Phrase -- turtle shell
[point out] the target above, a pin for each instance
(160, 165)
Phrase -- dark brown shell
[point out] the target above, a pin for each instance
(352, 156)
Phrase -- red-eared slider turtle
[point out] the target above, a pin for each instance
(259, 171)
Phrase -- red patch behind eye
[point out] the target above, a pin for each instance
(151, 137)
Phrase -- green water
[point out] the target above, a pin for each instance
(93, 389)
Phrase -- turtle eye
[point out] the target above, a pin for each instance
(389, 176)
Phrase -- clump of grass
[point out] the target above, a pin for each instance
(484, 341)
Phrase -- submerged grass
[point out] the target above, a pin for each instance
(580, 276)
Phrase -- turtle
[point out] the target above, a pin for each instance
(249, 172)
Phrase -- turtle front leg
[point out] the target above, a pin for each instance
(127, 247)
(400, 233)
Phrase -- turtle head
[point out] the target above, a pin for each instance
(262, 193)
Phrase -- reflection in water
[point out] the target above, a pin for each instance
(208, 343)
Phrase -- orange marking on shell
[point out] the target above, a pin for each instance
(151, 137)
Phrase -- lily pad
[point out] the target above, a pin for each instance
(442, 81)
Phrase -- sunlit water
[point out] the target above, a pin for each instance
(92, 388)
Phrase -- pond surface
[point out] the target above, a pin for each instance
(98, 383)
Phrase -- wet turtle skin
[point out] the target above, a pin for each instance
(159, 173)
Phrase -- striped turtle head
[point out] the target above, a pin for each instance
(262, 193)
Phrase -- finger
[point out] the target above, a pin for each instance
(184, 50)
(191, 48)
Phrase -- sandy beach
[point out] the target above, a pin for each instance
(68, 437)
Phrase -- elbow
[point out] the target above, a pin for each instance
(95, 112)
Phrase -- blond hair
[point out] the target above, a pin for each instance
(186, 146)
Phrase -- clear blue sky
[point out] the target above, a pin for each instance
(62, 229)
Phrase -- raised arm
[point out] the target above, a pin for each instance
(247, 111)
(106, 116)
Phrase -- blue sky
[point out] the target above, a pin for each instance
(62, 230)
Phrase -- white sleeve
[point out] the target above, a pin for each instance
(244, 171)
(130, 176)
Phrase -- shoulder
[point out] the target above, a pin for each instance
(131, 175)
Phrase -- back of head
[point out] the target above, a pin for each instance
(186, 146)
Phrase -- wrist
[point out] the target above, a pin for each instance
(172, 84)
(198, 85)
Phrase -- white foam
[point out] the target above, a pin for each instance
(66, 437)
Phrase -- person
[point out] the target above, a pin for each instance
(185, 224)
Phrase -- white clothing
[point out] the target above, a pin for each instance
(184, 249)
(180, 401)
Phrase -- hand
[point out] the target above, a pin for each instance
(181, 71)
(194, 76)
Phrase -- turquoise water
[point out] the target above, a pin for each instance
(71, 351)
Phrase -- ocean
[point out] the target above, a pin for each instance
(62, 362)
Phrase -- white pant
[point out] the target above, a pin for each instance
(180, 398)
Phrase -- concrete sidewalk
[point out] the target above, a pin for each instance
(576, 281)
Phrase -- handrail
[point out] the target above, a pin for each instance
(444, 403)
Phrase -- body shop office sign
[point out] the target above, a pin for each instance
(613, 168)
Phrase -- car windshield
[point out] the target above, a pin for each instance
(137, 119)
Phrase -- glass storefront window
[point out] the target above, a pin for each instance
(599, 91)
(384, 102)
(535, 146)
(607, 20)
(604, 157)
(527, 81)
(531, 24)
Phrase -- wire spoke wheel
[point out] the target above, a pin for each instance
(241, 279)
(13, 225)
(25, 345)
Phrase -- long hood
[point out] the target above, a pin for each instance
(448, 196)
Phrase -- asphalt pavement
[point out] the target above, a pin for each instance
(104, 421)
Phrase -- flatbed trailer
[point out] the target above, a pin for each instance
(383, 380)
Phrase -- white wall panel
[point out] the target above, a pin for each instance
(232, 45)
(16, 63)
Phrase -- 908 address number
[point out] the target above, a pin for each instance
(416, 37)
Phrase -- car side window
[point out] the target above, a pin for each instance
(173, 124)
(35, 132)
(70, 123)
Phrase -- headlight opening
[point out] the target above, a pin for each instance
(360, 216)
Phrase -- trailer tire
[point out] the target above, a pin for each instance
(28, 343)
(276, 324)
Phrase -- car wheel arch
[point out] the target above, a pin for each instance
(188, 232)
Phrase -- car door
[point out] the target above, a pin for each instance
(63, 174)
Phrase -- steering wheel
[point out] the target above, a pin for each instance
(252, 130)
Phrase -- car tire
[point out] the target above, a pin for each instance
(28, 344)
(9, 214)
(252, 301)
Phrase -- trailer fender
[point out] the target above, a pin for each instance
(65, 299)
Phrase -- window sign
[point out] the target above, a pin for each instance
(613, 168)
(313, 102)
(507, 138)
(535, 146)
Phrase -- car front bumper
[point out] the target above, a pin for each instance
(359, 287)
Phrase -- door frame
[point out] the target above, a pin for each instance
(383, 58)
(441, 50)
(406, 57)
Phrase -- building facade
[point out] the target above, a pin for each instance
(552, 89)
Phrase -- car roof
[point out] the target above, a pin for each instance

- - - -

> **YOUR TASK**: Using the entries above, state the number of lines that include "window". Add nothing else.

> **YOUR RESPONSE**: 3